Start of Extracted text
Comment by dust42
19 hours ago
Personally, I'd prefer if the AI models would start with a proof of their own statements. Time and again, SOTA frontier models told me: "Now you have 100% correct code ready for production in enterprise quality." Then I run it and it crashes. Or maybe the AI is just being tongue-in-cheek?
Point in case: I just wanted to give z.ai a try and buy some credits. I used Firefox with uBlock and the payment didn't go through. I tried again with Chrome and no adblock, but now there is an error: "Payment Failed: p.confirmCardPayment is not a function." The irony is, that this is certainly vibe-coded with z.ai which tries to sell me how good they are but then not being able to conclude the sale.
And we will get lots more of this in the future. LLMs are a fantastic new technology, but even more fantastically over-hyped.
You get AIs to prove their code is correct in precisely the same ways you get humans to prove their code is correct. You make them demonstrate it through tests or evidence (screenshots, logs of successful runs).
Yes! Also, make sure to check those results yourself, dear reader, rather than ask the agent to summarize the results for you! ^^;
We should differentiate AI models from AI apps.
Models just generate text. Apps are supposed to make that text useful.
An app can run various kinds of verification. But would you pay an extra for that?
Nobody can make a text generator to output text which is 100% correct. That's just not a thing people can do now.
End of Extracted text
# Exercise 1
In the thread, what error message appeared when the payment was tried again in Chrome?
# Exercise 2
Say whether each statement agrees with the thread, answering yes or no and quoting the deciding words: (a) The first payment attempt was made in Firefox with uBlock. (b) One reply says AI models and AI apps should be treated as the same thing. (c) One reply says AIs can prove their code is correct through tests or evidence.
The material has no connection to the thread above.
Start of Entries provided
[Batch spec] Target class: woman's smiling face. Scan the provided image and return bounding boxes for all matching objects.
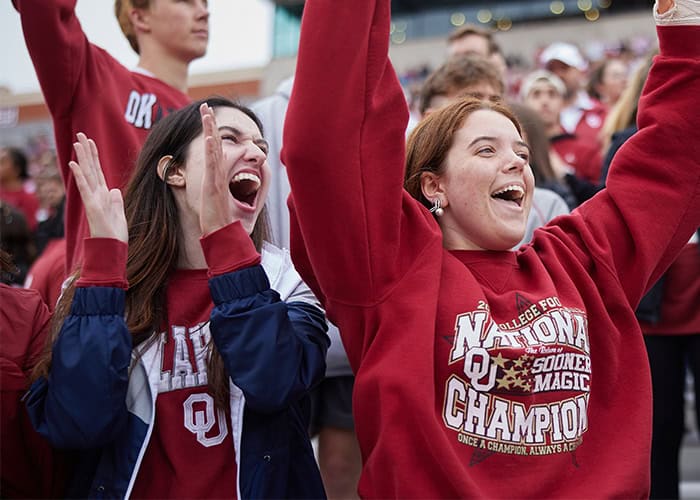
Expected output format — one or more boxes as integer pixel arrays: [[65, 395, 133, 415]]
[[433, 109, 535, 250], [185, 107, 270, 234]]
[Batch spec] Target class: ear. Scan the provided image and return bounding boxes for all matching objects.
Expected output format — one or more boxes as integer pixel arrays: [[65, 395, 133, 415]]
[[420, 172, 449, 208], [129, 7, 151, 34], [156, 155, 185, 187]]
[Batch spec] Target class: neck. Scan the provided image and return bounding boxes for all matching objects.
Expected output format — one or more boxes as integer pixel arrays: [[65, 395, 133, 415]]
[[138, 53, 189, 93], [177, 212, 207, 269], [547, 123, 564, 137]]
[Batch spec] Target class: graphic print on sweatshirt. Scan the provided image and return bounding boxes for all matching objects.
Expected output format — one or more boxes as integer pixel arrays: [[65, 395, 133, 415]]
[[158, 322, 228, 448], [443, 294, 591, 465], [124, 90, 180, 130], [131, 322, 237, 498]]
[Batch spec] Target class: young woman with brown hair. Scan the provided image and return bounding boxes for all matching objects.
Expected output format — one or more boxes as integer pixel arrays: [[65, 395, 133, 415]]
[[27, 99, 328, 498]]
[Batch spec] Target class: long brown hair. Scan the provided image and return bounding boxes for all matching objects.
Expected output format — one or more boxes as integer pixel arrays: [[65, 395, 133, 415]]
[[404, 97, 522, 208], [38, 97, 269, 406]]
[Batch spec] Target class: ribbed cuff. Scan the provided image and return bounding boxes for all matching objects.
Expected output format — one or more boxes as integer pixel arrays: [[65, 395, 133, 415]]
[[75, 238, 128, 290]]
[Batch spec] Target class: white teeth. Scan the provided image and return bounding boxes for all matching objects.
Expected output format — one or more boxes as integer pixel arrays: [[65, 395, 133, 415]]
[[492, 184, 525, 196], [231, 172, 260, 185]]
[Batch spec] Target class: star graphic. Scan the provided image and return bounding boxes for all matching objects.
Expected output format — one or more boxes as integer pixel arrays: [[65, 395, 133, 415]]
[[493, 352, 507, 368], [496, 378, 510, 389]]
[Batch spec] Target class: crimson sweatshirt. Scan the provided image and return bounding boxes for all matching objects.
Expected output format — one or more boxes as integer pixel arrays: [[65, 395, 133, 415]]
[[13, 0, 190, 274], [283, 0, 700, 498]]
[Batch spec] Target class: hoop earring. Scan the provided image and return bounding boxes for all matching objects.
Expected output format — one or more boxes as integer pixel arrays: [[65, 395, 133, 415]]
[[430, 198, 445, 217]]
End of Entries provided
# Written answer 1
"Payment Failed: p.confirmCardPayment is not a function."

# Written answer 2
(a) Yes: "I used Firefox with uBlock and the payment didn't go through."
(b) No: "We should differentiate AI models from AI apps."
(c) Yes: "You make them demonstrate it through tests or evidence (screenshots, logs of successful runs)."